→ FRAGMENTO DE LA PÁGINA
+ + +

La gama de colores de Los girasoles de
Van Gogh se extendía a ambos lados de la pista como un regalo para los ojos.
El tanque se metió de cabeza en dos ríos, y cruzó como un pachá sin arrugarse
la línea de los pantalones por otros dos.
En
realidad el recorrido de hoy era materia para la paleta cálida de un pintor, un
plácido caminar que mis ojos disfrutaban con parecido gusto al que me producen
los cuadros de los pintores que más aprecio. Las montañas romas, pero cuyos
colores, café con leche, tabaco, una extensa gama de sienas, armonizaban entre
sí como si previamente a su composición hubieran hecho un cursillo en armonía para quedar bonitas y presentables como una moza que espera alguna de las
primeras visitas de su novio. Aquí y allá, en los lugares más húmedos, una
mancha de verde brillante e intenso corría en la hondonada poniendo su bella
nota discrepante en el conjunto de los ocres.

+ + +

→ DATOS PROPORCIONADOS
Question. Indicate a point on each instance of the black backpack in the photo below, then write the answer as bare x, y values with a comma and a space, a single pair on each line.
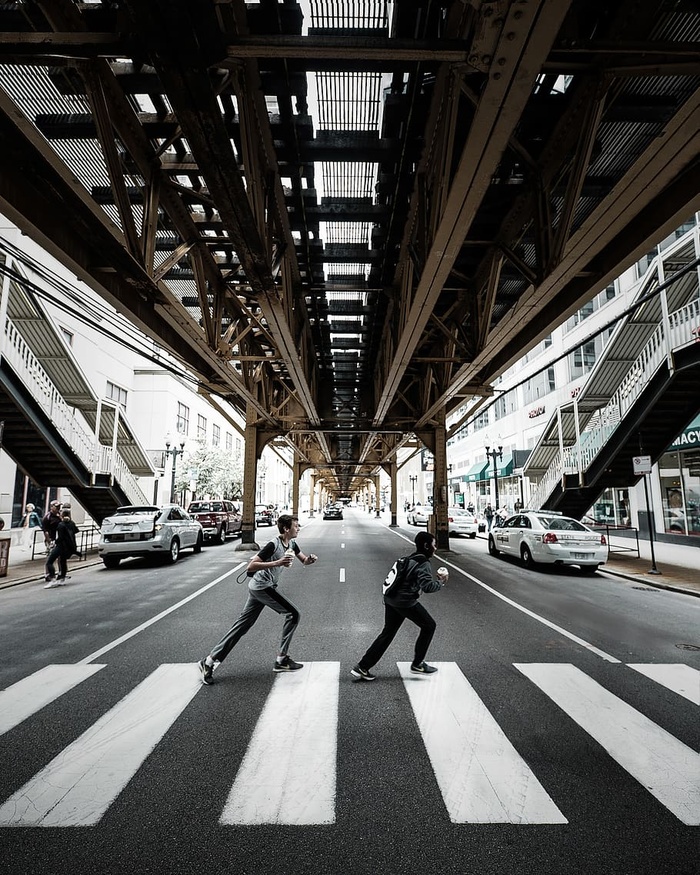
396, 576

+ + +

→ EJERCICIO
Según el fragmento de la página, ¿qué colores tenían las montañas?

→ EJERCICIO RESUELTO
Café con leche, tabaco y una extensa gama de sienas.